(Records from a dataset)
+++
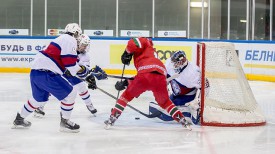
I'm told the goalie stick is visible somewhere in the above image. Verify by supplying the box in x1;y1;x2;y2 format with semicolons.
107;74;180;83
97;87;161;118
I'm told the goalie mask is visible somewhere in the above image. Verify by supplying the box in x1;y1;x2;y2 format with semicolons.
171;50;187;73
65;23;82;39
77;34;90;53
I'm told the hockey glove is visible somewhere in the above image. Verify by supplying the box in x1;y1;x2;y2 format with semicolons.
115;80;128;91
85;74;97;90
91;65;107;80
121;50;133;65
76;65;89;78
64;68;72;77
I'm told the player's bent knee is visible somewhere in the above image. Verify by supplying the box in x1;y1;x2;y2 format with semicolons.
29;97;46;108
61;88;77;104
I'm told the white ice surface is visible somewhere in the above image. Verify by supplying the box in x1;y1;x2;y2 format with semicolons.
0;73;275;154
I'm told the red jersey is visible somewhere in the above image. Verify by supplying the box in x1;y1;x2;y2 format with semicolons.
126;37;167;76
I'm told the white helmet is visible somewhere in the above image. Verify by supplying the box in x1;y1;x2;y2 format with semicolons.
65;23;82;38
77;34;90;53
171;50;188;73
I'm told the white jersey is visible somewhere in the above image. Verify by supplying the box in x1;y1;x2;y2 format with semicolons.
31;34;81;76
165;58;201;96
77;52;91;70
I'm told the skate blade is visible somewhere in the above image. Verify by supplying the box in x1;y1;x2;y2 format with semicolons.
33;114;44;119
59;128;80;133
11;125;31;129
104;124;111;130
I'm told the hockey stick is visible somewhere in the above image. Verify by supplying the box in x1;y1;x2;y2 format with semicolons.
97;87;161;118
107;74;180;83
107;75;134;80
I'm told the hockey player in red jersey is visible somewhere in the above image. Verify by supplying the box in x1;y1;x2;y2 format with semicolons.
104;37;192;129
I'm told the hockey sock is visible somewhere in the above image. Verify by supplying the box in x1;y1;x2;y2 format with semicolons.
79;90;92;105
167;104;183;122
61;102;74;119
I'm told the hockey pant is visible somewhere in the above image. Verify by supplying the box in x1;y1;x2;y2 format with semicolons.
20;70;77;119
63;75;92;105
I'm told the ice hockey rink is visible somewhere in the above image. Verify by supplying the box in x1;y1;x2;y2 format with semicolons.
0;73;275;154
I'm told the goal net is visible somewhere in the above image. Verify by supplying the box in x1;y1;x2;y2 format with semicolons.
197;42;266;127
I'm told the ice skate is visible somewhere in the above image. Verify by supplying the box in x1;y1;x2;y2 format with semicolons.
104;115;117;129
12;113;32;129
179;118;192;131
86;104;97;116
33;107;45;118
60;112;80;133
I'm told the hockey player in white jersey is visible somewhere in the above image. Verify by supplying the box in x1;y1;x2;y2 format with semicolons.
13;23;96;132
149;50;209;124
34;34;107;118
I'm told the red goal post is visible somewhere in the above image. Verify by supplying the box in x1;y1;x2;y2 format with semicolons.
197;42;266;127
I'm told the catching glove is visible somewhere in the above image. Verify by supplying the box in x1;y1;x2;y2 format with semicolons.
115;80;128;91
121;50;133;65
91;65;107;80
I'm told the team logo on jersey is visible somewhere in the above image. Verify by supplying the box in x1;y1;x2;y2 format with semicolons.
171;80;181;95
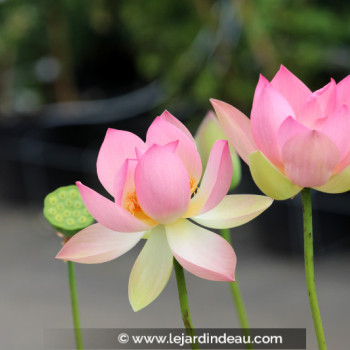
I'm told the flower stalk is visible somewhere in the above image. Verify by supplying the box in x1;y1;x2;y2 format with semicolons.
301;188;327;350
67;261;84;350
221;229;253;349
174;258;199;350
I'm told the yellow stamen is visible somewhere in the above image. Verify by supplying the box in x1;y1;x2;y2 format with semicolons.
190;179;198;198
123;191;157;225
126;191;142;216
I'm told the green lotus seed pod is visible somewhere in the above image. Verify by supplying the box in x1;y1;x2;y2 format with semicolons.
44;185;94;237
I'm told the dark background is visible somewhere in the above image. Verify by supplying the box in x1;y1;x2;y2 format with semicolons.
0;0;350;349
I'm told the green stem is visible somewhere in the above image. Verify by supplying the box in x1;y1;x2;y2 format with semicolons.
67;261;84;350
174;259;199;350
301;188;327;350
220;229;253;349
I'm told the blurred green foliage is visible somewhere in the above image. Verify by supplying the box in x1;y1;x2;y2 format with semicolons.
0;0;350;117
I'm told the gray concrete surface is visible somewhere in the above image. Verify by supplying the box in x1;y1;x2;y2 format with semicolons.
0;204;350;350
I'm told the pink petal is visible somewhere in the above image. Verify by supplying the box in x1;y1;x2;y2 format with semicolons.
97;129;146;196
320;105;350;161
253;74;270;100
56;224;144;264
282;130;339;187
277;117;310;150
186;140;232;217
165;219;236;281
191;194;273;228
146;117;202;183
297;79;337;128
210;99;257;164
135;145;191;223
271;65;311;115
160;111;195;143
129;225;173;311
114;159;138;206
251;85;295;167
336;75;350;107
76;181;151;232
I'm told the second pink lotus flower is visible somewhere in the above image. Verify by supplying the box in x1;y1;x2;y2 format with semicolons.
212;66;350;199
57;112;272;311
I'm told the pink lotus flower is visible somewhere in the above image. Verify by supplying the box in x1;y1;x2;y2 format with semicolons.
211;66;350;199
57;112;272;311
194;111;241;190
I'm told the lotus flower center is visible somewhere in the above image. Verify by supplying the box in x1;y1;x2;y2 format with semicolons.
126;191;142;216
190;179;198;198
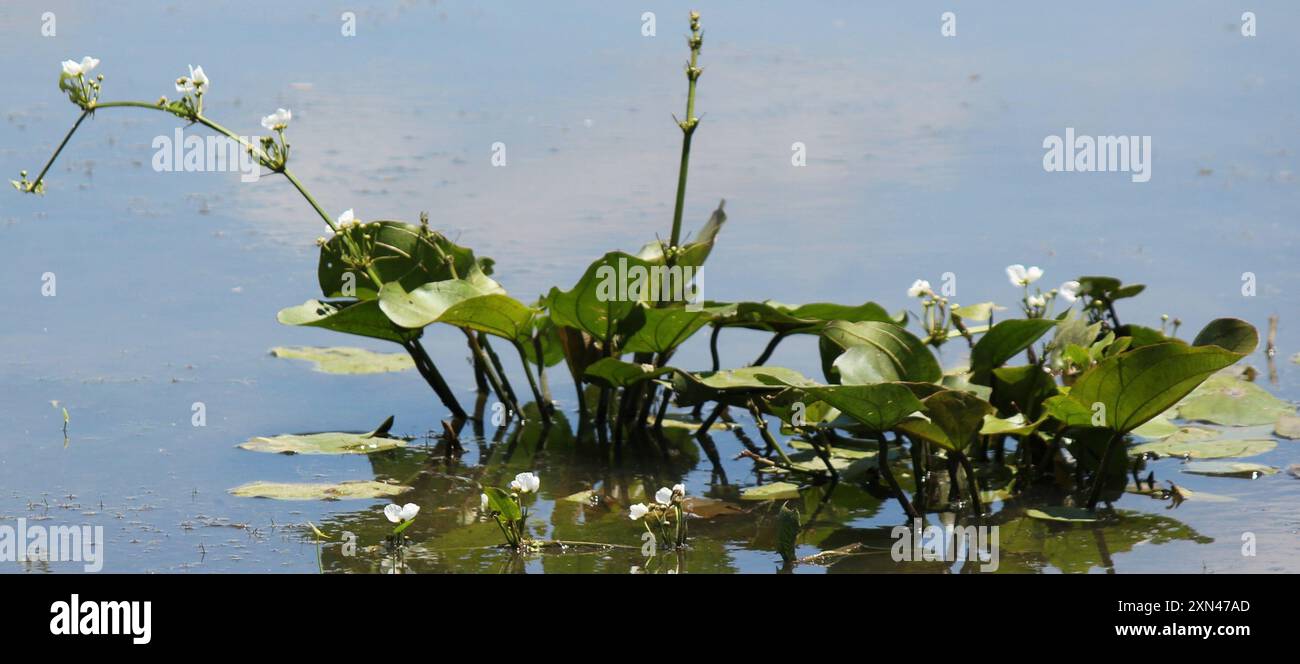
+++
(WHAT IS NEEDED) Copy every line above word for word, leaving out the pictures.

(SOLVED EXERCISE)
I'm told the goalie stick is visible somewhere in the above image. Verify by supplying the box in x1;y1;x2;y2 format with semicolons.
107;74;180;83
97;87;161;118
I'm told the goalie mask is visible somewhere in the above image. Verify by supplying the box in x1;y1;x2;y2 format with semicolons.
171;50;187;73
65;23;82;39
77;34;90;53
I'm told the hockey glove is visible somewhere in the above image. Verify by supplying the box in x1;y1;x2;y2 format with semicolons.
115;80;128;91
85;74;97;90
91;65;107;80
121;50;133;65
76;65;89;78
64;68;72;77
I'm told the player's bent knee is visible somewhere in the above image. Verify by supplying the box in x1;y1;x2;y2 format with semicolons.
29;97;46;108
61;88;77;104
I'm told the white ice surface is visible somewhere in the above image. Verify by supplying the box in x1;y1;x2;y2 format with semicolons.
0;73;275;154
I'm told the red jersey is visible somewhere in the above image. Verify by supplying the box in x1;y1;x2;y2 format with semicolons.
126;37;167;76
I'm told the white helmet is visible somewhere in the above image. Verify by supplying the box in x1;y1;x2;y2 format with semicolons.
65;23;82;38
77;34;90;53
171;50;188;73
I'm told the white jersey is visible somewhere in the above image. Verify by supplying the box in x1;y1;x2;y2 format with semicolons.
31;34;81;76
165;58;201;96
77;52;91;70
I'm told the skate blade is visible somewhere in the above image. Verify by supplying the box in x1;y1;x2;y2 format with semicolons.
33;114;44;119
59;128;80;133
11;125;31;129
104;124;111;130
I'm told the hockey stick is visible somewhere in the above image. Verify by supplying the box in x1;y1;x2;y2 format with semicolons.
97;87;161;118
107;74;180;83
107;75;134;80
I'm told the hockey player in red jersey is visible somewhere in the above image. Verify by supplying the box in x1;y1;x2;y2 format with semicolons.
104;37;192;129
I'm told the hockey sock is visible somewhere in the above image. Verify by supplying the box in x1;y1;x2;y2 format with semicolons.
79;90;92;105
167;104;183;122
61;102;74;119
I'm told the hockey pant is visible somewhere in the above image. Verify by supplying the box in x1;y1;x2;y2 format with semicolons.
20;70;77;119
63;75;92;105
I'm told the ice hockey rink is visible somewhere in the above image. Verify by supplying the box in x1;y1;x2;y2 format with semicolons.
0;73;275;154
I'm told the goal net is visible somewhere in the above image. Verify by supplying the box in x1;y1;x2;y2 format with semicolons.
197;42;266;127
I'm told the ice skate is visible somewhere in the above image. Verify by supplying the box in x1;y1;x2;y2 format with semicolons.
104;115;117;129
12;113;32;129
179;118;192;131
86;104;97;116
33;107;45;118
60;112;80;133
I'm told the hockey player in white jersey is visible somewhere in the above image. Verify by supplying the box in x1;y1;x2;y2 format with semicolons.
13;23;96;132
149;50;209;124
34;34;107;118
I'm told the red goal post is visible somewhere in the above image. Verify by supplying the box in x1;y1;x2;y2 format with semicolons.
197;42;266;127
I'm told the catching glove is visible somewhere in the above image. Verify by supplying the box in x1;y1;x2;y2 format with semicolons.
115;80;128;91
121;50;133;65
91;65;107;80
I'm told the team logo on jersey is visible somewhere in the above image. Verify by supplying the box in x1;y1;x2;y2 format with semicolons.
171;80;181;95
I'm told the flower stalk is visible somewhere in the above image. Verify by supplying the box in x1;y1;x2;y2 format with semicolons.
301;188;327;350
67;261;84;350
221;229;253;349
174;258;199;350
I'm told the yellow stamen is visible somewhere in the above image. Verify by supplying the box in x1;y1;x2;y2 format with semicolons.
190;179;198;198
123;191;157;225
126;191;142;216
I'm told the green lotus seed pod is visible somewhere in the above image. Verify by supplying the box in x1;y1;x2;y2 format with semicolons.
44;185;94;237
I'm told the dark background is visible somewhere in the above image. Verify by supplying the box in x1;y1;x2;y2 format with semicolons.
0;0;350;349
I'm told the green stem is visible somewhere in the above image. Verify by supplying the box in x1;y1;x2;y2 format with semicolons.
67;261;84;350
174;259;199;350
301;188;327;350
220;229;253;349
I'm told the blurred green foliage is visible somewhere in the above image. Verify by supplying the box in x1;y1;x2;y2 format with semicolons.
0;0;350;117
I'm told the gray concrete surface is visible somewhere in the above image. Verify by supplying the box in x1;y1;x2;y2 format with semicolons.
0;204;350;350
I'm told the pink petal is visible somewhere in the above image. Verify by supplying the box in x1;y1;x2;y2 format with semicolons.
97;129;146;196
320;105;350;161
253;74;270;100
56;224;144;264
282;130;339;187
277;117;310;150
186;140;232;217
165;219;236;281
191;194;273;228
146;117;202;183
297;79;337;128
210;99;257;164
135;145;191;223
271;65;311;115
160;111;195;143
129;225;173;311
114;159;138;206
251;85;295;167
336;75;350;107
76;181;151;232
I'm told the second pink lotus flower is visible somewhere in the above image. Verify by supplying the box in x1;y1;x2;y2 format with semicolons.
212;66;350;199
57;112;272;311
I'm told the pink lotus flower is visible somewhere in the above image. Verify by supplying the box in x1;y1;x2;y2 format with semicolons.
211;66;350;199
57;112;272;311
194;111;241;190
I'm told the lotus flower center is visible somewhere in the above image. Verify by supplying the box in x1;y1;x2;y2 format with semicolons.
126;191;142;216
190;179;198;198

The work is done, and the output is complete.